[Records excerpted from a collection]
+---+
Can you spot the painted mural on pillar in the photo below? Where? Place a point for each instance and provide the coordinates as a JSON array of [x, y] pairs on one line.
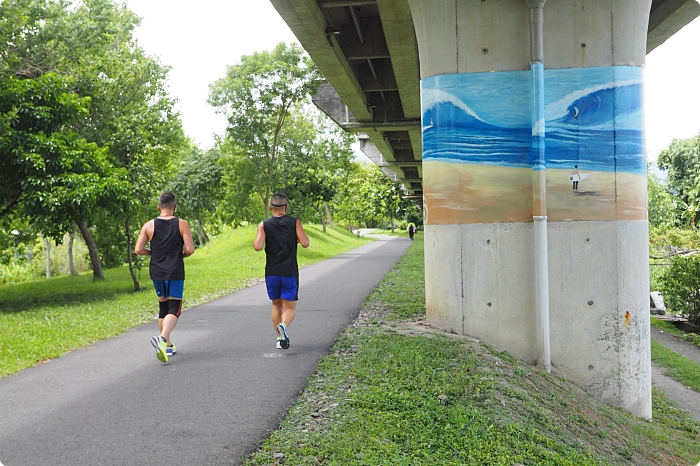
[[477, 133]]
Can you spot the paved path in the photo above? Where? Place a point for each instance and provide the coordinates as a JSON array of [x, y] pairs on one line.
[[686, 398], [222, 393]]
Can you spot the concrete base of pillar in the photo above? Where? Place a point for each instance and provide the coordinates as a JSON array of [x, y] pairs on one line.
[[480, 282]]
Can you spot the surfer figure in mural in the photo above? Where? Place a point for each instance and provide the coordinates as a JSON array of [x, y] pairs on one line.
[[575, 177]]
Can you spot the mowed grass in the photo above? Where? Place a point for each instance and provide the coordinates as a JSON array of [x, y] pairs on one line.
[[395, 392], [44, 319]]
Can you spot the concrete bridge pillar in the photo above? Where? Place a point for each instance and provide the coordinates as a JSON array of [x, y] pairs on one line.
[[482, 180]]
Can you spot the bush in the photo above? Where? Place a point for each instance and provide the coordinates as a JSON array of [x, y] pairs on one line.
[[680, 286]]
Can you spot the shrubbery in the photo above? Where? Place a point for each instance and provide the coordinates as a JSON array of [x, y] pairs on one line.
[[680, 286]]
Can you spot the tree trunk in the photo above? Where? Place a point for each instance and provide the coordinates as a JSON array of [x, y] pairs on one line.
[[47, 246], [323, 219], [97, 273], [200, 232], [71, 263], [129, 256], [328, 214]]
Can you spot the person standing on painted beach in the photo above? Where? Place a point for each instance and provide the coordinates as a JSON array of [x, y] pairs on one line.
[[575, 176], [279, 236], [171, 241]]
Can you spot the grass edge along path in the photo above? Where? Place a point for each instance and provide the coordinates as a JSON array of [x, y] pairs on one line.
[[394, 391], [44, 319], [680, 368]]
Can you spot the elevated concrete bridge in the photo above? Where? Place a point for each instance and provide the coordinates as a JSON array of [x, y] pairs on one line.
[[493, 112]]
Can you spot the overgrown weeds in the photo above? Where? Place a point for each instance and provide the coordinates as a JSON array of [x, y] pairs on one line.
[[394, 391]]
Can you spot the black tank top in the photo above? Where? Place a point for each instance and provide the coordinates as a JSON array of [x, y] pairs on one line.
[[166, 250], [281, 246]]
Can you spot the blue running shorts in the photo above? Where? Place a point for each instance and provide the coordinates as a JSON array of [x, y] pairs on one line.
[[286, 288], [169, 289]]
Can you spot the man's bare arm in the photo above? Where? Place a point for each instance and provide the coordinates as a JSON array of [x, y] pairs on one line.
[[144, 237], [186, 234], [301, 235], [259, 242]]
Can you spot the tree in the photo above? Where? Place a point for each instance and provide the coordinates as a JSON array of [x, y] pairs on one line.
[[661, 205], [257, 96], [386, 196], [317, 156], [47, 169], [196, 186], [130, 119], [681, 161]]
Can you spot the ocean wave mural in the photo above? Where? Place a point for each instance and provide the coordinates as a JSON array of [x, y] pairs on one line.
[[478, 126]]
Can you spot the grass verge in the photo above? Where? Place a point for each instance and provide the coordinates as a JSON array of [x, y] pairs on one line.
[[41, 320], [394, 391], [679, 368], [668, 327]]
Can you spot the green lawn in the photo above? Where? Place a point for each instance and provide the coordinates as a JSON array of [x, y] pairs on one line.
[[44, 319]]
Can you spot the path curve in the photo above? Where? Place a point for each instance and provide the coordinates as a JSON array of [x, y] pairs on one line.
[[217, 399]]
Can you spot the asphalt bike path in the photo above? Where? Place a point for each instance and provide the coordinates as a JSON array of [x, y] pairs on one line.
[[213, 403]]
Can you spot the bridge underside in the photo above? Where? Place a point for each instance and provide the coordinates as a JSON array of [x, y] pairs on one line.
[[368, 51], [520, 124]]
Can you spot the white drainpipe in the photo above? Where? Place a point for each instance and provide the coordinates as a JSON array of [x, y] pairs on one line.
[[539, 182]]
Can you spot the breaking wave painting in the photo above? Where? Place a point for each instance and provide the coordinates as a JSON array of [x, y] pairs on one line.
[[477, 133]]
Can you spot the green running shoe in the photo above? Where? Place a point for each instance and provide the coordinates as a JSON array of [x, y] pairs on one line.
[[159, 344], [284, 338]]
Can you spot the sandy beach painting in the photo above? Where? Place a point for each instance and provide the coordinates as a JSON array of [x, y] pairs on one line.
[[477, 138]]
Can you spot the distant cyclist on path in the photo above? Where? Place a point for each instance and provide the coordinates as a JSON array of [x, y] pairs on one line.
[[279, 236], [171, 241]]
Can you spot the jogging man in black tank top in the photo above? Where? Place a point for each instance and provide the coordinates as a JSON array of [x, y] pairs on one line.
[[171, 240], [279, 235]]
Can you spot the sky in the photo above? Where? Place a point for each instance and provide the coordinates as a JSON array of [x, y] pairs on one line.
[[198, 40]]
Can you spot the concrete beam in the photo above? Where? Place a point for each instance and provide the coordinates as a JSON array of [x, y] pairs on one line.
[[668, 18], [344, 3], [305, 19], [374, 46], [399, 31]]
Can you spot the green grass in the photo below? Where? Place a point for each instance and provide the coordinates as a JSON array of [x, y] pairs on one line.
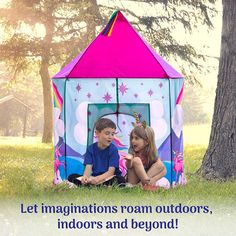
[[26, 172]]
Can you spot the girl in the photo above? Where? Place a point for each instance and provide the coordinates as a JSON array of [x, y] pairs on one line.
[[143, 164]]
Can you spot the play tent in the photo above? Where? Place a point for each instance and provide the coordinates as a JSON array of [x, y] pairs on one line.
[[116, 75]]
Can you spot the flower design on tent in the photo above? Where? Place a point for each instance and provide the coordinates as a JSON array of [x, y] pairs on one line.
[[150, 92], [123, 89], [107, 97], [78, 87], [58, 125]]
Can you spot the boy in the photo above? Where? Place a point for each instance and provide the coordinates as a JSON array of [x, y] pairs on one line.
[[101, 159]]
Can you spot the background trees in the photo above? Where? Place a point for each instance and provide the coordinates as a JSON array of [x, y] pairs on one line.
[[46, 34], [220, 159]]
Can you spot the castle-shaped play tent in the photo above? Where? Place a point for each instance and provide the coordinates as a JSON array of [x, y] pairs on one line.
[[117, 75]]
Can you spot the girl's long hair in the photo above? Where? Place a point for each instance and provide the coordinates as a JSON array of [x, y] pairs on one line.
[[148, 135]]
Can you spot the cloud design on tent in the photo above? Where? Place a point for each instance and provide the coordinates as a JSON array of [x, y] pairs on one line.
[[59, 128], [177, 120], [80, 129], [158, 122]]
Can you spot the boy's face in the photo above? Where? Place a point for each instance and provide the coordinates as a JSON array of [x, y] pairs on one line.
[[105, 137]]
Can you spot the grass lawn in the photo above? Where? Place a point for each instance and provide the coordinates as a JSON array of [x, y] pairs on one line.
[[26, 172]]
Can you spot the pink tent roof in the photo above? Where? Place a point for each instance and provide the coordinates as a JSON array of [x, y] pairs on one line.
[[118, 52]]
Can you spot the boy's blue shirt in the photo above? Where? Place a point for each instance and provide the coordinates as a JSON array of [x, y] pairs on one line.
[[102, 159]]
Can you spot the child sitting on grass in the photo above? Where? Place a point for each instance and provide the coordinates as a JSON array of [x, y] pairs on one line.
[[142, 163], [101, 159]]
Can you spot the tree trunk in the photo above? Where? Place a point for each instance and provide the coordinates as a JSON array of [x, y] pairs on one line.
[[45, 77], [219, 161], [47, 101]]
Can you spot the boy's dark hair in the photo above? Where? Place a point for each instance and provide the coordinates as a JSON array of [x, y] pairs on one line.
[[104, 123]]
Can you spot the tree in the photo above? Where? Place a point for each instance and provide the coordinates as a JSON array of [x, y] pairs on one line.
[[220, 158], [62, 25], [70, 25]]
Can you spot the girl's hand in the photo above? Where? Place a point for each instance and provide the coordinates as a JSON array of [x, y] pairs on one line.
[[93, 180], [84, 180], [129, 157]]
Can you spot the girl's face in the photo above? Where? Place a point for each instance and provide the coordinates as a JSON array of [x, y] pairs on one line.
[[138, 144]]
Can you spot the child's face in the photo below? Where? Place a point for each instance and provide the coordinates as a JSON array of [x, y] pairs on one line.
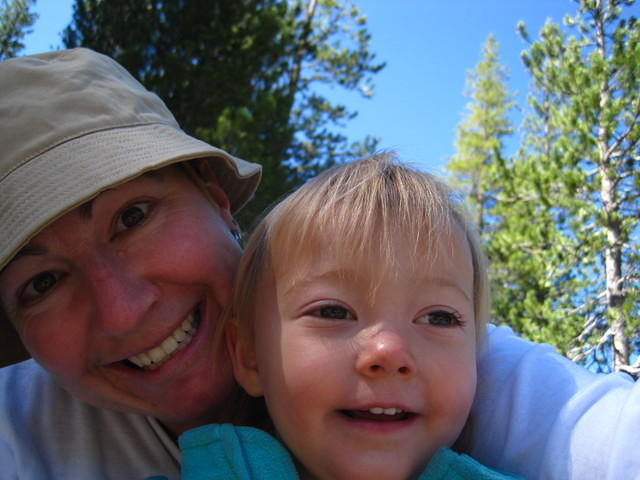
+---+
Could you write out again the part of the records that opens with the line containing "Can you spot the girl's face" and runs through the end of the records, shifting every coordinate in the answers up by 121 and leaving the pictures out?

* **Answer to this exercise**
Can you spot the girl's face in the photo above? Where? Place a point for each instance and provide the coordinates as a JSON array of [x, y] pairs on one line.
[[259, 265]]
Can you spot the child's face in the photo below? Where? Place a point for each instance and provide the coordinates as a JSON array of [x, y] pairs on one line.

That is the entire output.